Traduzimos a matéria da jornalista Elena Llorente, com o relato da situação dos imigrantes que as organizações de resgate estão salvando nas águas mediterrâneas, mas que permanecem em situação dramática nos seus barcos, uma vez que as autoridades europeias, em especial as italianas, não autorizam o desembarque. A matéria foi publicada originalmente, com o título “Uma nave espanhola desafia Salvini pelos imigrantes”, no portal Página 12 no dia 5
N.B.
ELENA LLORENTE
Enquanto o ministro do Interior, Matteo Salvini, em roupas de banho e peito descoberto se faz fotografar em uma praia no norte de Itália com garotas de biquíni e todos os que quiserem tirar uma selfie com ele, os 121 imigrantes salvos na semana passada no Mediterrâneo pela nave espanhola Open Arms (de uma organização humanitária catalã), seguem esperando que o ministro lhes dê o ok para desembarcar. Salvini já disse que não lhes permitirá descer em terras italianas, tal como vem fazendo há meses com todas as naves de organizações de solidariedade que salvam migrantes no mar. É assim que fez recentemente também com os 40 migrantes salvos pelo barco alemão Alan Kurdi. Estes, finalmente, hoje puderam desembarcar na ilha de Malta, depois que o governo do primeiro-ministro Joseph Muscat deu o visto.
Acerca da nave alemã, Salvini havia comentado furioso: “Me enviaram um email que vem da Comissão Europeia no qual há uma extorsão da parte do governo alemão que havia se comprometido a receber 30 imigrantes – de um total de 115 – salvos pela nave Gregoretti da Guarda Costeira Italiana. Agora dizem que os receberão se nós fizermos desembarcar os 40 da Alan Kurdi”.
◆ ◆ ◆ ◆ ◆
# TAREFA ESCRITA A
No texto sobre os imigrantes resgatados no Mediterrâneo, por que Salvini falou em extorsão por parte do governo alemão? Responda em uma a três frases.
# TAREFA ESCRITA B
Dê sequência ao texto sobre os imigrantes resgatados no Mediterrâneo, começando logo após a última frase apresentada.
As linhas que vêm depois do texto são um material independente dele.

# DADOS FORNECIDOS
◆ ◆ ◆ ◆ ◆
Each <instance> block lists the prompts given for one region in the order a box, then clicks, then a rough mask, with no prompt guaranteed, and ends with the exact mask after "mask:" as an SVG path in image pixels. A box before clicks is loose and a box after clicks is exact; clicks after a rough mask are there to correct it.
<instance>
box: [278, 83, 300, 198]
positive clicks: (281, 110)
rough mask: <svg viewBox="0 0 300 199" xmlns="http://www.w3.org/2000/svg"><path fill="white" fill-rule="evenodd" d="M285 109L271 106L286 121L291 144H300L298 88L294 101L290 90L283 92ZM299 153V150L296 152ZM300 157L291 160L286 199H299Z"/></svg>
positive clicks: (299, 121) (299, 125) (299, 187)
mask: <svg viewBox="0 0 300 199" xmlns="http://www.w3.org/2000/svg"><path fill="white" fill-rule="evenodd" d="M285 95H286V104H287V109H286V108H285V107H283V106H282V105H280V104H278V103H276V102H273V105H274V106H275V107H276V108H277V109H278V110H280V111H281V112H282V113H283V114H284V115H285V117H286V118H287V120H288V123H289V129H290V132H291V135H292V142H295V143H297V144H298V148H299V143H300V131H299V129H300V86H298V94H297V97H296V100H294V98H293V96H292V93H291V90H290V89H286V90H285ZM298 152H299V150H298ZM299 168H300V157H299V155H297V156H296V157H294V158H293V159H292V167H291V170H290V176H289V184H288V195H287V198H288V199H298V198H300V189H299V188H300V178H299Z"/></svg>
◆ ◆ ◆ ◆ ◆
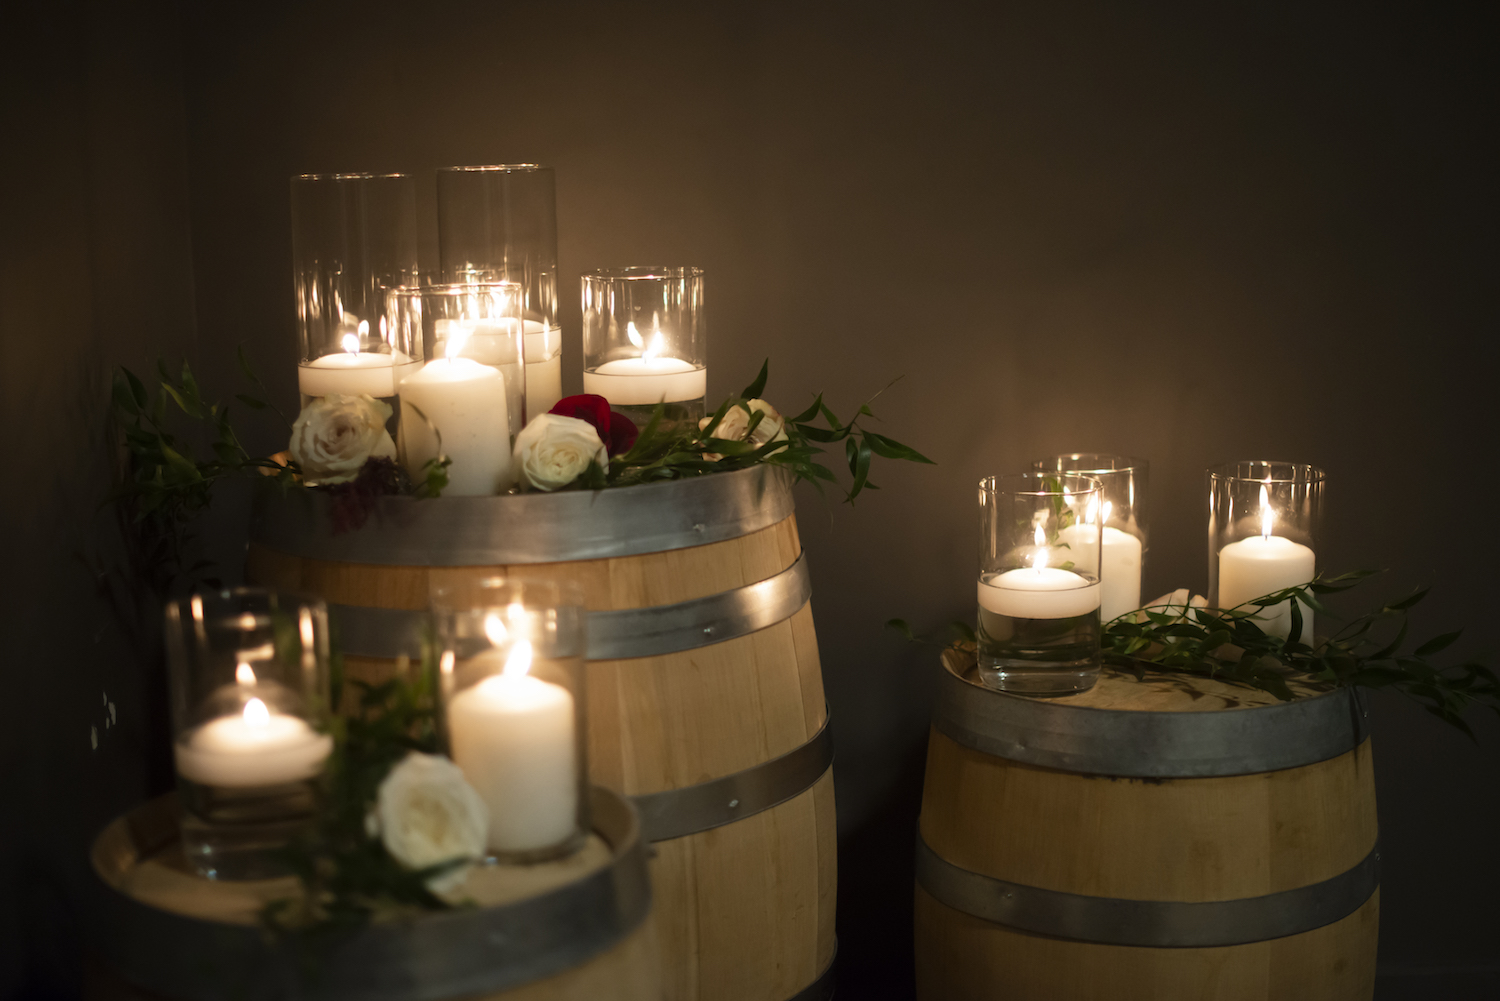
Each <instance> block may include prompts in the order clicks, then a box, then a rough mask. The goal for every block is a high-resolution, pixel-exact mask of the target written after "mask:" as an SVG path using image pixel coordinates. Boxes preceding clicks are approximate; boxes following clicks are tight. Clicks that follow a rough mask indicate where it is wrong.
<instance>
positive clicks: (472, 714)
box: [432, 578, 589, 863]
◆ ◆ ◆ ◆ ◆
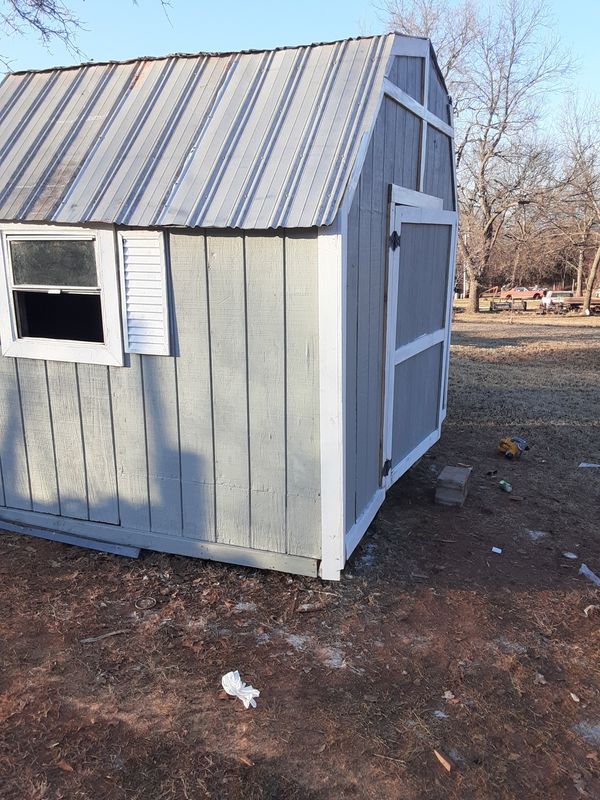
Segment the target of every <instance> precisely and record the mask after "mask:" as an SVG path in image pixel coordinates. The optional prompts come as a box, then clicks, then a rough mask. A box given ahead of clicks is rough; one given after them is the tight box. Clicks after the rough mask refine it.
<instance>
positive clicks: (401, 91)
◆ ◆ ◆ ◆ ◆
# RESPOSTA A
Segundo Salvini, um email da Comissão Europeia mostrava que o governo alemão tinha se comprometido a receber 30 dos 115 imigrantes salvos pela nave Gregoretti, da Guarda Costeira Italiana. Depois, a Alemanha passou a condicionar esse acolhimento ao desembarque, na Itália, dos 40 migrantes salvos pelo barco Alan Kurdi.

# RESPOSTA B
“Se entrarem em águas territoriais italianas sequestraremos a nave. Basta, já me deixaram farto. As naves serão sequestradas e subiremos a bordo”, concluiu Salvini. O ministro italiano pretende que os demais países europeus se encarreguem dos migrantes e não a Itália. Mas não foi necessária a intervenção italiana no caso de Alan Kurdi, como, de forma diferente sucedeu há alguns dias com a outra nave alemã, Sea Watch 3 e sua valente capitã Carola Rackete, porque Malta deu um passo adiante se encarregando da Alan Kurdi.
Ainda está pendente, no entanto, o caso da Open Arms. Entre os 121 resgatados pela nave espanhola em duas ações – a primeira de 52 pessoas e a segunda de 69 – havia 16 mulheres e duas crianças, duas das mulheres grávidas nos oitavo e nono mês. Todos são provenientes da Líbia ainda que seus países de origem sejam majoritariamente subsaarianos. A Open Arms está navegando ainda entre a ilha italiana de Lampedusa e Malta. “É urgente e prioritário que se tenha um porto seguro”, escreveu em tuíte a organização catalã, sublinhando que os imigrantes a bordo “estão destruídos”, porque muitos deles passaram vários meses nos centros de detenção da Líbia e aí sofreram violências de todo tipo, inclusive estupros.
Alguns jovens nigerianos haviam contado que depois de haver escapado das violências do Boko Haram (grupo terrorista e extremista que mata e sequestra sem limites) foram obrigados a trabalhar de graça na Líbia. Várias fontes jornalísticas têm divulgado a existência de um verdadeiro mercado de escravos na Líbia, coisa que agora se avalia que piorou devido à guerra interna existente entre os dois governos, o de Trípoli -reconhecido pela ONU – e o de Tobruk. A Líbia, principal centro de tráfico de imigrantes até há alguns meses, agora se viu obrigada a liberar muitos deles mantidos em centros de detenção por causa dos bombardeios. E por isso estão chegando mais ainda na Europa. E se bem que alguns embarcam em dezenas de barcos infláveis fornecidos pelos traficantes, outros usam barcaças pequenas e chegam em número limitado às costas italianas, onde podem, já que a Itália é o país mais próximo à Líbia.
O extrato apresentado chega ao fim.